'''
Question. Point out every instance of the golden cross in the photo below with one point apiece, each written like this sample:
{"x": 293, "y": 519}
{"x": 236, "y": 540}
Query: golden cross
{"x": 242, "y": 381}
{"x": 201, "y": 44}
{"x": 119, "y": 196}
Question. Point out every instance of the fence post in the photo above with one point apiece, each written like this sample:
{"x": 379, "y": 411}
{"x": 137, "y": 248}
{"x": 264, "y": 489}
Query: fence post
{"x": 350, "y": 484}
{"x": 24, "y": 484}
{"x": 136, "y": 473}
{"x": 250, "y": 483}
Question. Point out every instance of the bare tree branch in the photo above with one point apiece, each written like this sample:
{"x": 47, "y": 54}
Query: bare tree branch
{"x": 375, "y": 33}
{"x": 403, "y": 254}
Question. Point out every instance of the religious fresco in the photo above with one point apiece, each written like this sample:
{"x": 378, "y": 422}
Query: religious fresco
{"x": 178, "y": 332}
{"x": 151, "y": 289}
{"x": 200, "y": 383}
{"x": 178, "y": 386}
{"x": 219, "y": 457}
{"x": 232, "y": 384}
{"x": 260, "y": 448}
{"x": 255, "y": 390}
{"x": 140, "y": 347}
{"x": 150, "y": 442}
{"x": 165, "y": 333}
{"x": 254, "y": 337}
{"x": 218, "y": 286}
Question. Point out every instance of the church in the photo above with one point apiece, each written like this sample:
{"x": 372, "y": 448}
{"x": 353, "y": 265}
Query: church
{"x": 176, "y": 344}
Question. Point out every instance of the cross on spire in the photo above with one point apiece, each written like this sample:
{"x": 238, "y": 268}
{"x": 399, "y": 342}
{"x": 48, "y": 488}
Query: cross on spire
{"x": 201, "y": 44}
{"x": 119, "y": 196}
'''
PROBLEM REQUIREMENTS ->
The records are to be repeated in full, exactly as they stand.

ANSWER TO THIS TASK ->
Question. Point out every instance of the golden cross in the photo below with one point apiece, each written like this sample:
{"x": 293, "y": 519}
{"x": 236, "y": 540}
Query: golden cross
{"x": 242, "y": 381}
{"x": 201, "y": 44}
{"x": 119, "y": 196}
Question. Point out every instance of the fence post in the photo above with one point apiece, each written like this sample:
{"x": 379, "y": 411}
{"x": 137, "y": 248}
{"x": 264, "y": 489}
Query: fence post
{"x": 350, "y": 484}
{"x": 24, "y": 484}
{"x": 136, "y": 473}
{"x": 250, "y": 483}
Question. Point out every instance of the bare tree branch in the photo above with one point apiece, each written like this sample:
{"x": 47, "y": 54}
Query: bare tree branch
{"x": 375, "y": 33}
{"x": 403, "y": 254}
Question. Point out every instance of the religious fresco in the photo above with one point apiece, each written like this sample:
{"x": 378, "y": 422}
Query: religious fresco
{"x": 178, "y": 332}
{"x": 151, "y": 289}
{"x": 200, "y": 383}
{"x": 178, "y": 386}
{"x": 219, "y": 457}
{"x": 232, "y": 384}
{"x": 260, "y": 448}
{"x": 255, "y": 390}
{"x": 140, "y": 347}
{"x": 150, "y": 442}
{"x": 165, "y": 333}
{"x": 254, "y": 337}
{"x": 218, "y": 286}
Question. Point out every instance of the church in the photo above with one point apiece, each written like this sample:
{"x": 372, "y": 448}
{"x": 353, "y": 265}
Query: church
{"x": 176, "y": 344}
Question. Point out every instance of the cross on spire in the photo above with one point apiece, each written like this sample:
{"x": 238, "y": 268}
{"x": 399, "y": 342}
{"x": 48, "y": 488}
Query: cross on spire
{"x": 201, "y": 44}
{"x": 119, "y": 196}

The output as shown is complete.